WHAT YOU SHOULD DO:
Render the stretch from the line containing "Objective — for every instance of the sidewalk" through the last line of the rows as a numbered list, omitting blank lines. Include both ends and no other lines.

(Stored data entries)
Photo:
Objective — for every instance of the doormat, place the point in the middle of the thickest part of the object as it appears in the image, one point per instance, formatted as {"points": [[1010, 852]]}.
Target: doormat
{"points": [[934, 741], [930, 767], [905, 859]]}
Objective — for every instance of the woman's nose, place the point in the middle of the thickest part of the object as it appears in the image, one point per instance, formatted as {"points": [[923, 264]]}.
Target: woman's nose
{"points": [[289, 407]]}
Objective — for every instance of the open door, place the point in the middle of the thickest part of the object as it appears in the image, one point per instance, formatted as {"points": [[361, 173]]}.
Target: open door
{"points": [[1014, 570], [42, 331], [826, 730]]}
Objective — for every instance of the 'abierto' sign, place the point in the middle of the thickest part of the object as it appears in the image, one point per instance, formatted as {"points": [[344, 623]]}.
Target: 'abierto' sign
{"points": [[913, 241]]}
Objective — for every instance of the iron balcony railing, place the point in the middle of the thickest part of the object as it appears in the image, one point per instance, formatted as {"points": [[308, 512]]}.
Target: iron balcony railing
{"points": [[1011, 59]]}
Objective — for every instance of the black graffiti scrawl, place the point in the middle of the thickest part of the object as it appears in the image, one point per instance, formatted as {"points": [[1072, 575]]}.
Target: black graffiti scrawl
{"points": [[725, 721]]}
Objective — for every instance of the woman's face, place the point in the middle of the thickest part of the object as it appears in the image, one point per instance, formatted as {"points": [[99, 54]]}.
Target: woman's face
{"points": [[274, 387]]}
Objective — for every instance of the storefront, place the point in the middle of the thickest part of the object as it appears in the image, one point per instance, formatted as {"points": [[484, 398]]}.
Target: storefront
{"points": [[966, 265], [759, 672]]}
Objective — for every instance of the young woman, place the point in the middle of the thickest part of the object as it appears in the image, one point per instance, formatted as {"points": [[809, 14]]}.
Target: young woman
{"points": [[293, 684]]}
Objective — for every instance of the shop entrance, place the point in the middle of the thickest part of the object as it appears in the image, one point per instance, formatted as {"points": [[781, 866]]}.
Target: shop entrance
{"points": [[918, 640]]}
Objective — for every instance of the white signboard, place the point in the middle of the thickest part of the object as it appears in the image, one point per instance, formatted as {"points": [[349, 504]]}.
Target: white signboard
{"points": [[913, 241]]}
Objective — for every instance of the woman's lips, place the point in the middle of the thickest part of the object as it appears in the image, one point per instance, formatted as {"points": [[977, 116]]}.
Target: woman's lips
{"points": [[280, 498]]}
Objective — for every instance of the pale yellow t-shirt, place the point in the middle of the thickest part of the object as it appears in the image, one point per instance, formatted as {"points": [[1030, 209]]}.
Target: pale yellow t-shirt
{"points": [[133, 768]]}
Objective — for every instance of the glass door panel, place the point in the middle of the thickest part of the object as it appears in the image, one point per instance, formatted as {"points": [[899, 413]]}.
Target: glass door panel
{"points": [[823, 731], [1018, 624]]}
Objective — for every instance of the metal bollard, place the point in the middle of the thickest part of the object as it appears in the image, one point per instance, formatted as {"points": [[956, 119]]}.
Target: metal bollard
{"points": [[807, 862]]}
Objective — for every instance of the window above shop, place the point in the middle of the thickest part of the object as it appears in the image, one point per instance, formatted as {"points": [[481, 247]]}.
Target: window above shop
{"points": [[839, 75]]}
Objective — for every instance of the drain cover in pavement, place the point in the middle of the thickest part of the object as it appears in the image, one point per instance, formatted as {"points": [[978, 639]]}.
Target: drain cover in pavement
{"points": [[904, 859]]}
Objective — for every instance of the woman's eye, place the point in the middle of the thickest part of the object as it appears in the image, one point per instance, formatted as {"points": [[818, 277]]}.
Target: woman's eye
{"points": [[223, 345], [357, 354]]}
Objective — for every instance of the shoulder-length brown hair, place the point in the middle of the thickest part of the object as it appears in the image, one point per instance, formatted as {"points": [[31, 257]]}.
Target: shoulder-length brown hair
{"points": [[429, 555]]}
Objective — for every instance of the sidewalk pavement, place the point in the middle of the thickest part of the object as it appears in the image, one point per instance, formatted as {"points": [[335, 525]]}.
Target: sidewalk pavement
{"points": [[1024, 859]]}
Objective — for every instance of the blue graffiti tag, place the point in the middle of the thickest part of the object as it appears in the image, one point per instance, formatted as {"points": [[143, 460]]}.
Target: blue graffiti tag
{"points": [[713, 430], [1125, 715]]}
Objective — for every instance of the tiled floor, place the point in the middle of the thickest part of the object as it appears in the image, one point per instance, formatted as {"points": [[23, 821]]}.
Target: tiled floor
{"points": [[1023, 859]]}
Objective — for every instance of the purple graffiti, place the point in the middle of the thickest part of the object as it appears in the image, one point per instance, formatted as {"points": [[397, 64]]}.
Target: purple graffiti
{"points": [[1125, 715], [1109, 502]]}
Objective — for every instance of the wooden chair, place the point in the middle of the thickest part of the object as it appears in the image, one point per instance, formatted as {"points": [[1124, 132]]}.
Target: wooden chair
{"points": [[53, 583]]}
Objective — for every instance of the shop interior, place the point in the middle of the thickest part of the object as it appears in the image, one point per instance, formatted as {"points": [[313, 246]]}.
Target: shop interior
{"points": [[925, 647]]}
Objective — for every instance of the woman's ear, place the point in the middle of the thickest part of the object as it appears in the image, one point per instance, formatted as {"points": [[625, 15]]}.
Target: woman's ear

THE RESPONSE:
1. Objective — for every instance of the sidewalk pavement, place the point in the middle of the thickest part of the object as it appears in the image, one point per instance, formatted as {"points": [[335, 525]]}.
2. Target: sidewalk pavement
3. {"points": [[1024, 859]]}
4. Objective — for every instance of the blue graffiti tag, place the point in the middle of the thickest part of the object as it appears in the image, one point per instance, formatted as {"points": [[143, 460]]}.
5. Target: blue graffiti tag
6. {"points": [[713, 430], [1125, 715]]}
7. Objective — for every instance of the tiled floor, place the point in the middle of the thickest part of the object as it appears in the image, one point per instance, formatted as {"points": [[23, 821]]}.
8. Target: tiled floor
9. {"points": [[1023, 859]]}
10. Objective — for every instance of the purple graffiti, place the point in the middle of the thickest part of the object as it appears in the image, one point per instance, formatted as {"points": [[397, 64]]}.
11. Target: purple graffiti
12. {"points": [[1125, 715], [1109, 502]]}
13. Objective — for every instance of the wooden chair, place the point in the middle of the thickest part of the object as it appears in the image, one point per instance, formatted as {"points": [[1124, 132]]}.
14. Target: wooden chair
15. {"points": [[53, 583]]}
16. Objective — for every instance of the shop interior, place the point in the middle of the thickest part of the object as it appears in the image, one point per instance, formatted as {"points": [[313, 246]]}.
17. Target: shop interior
18. {"points": [[925, 647]]}
19. Objective — for every instance of the woman's ear, place the point in the middle of the thickest part of the object as it appears in the image, one point per instance, formatted as {"points": [[625, 15]]}.
20. Target: woman's ear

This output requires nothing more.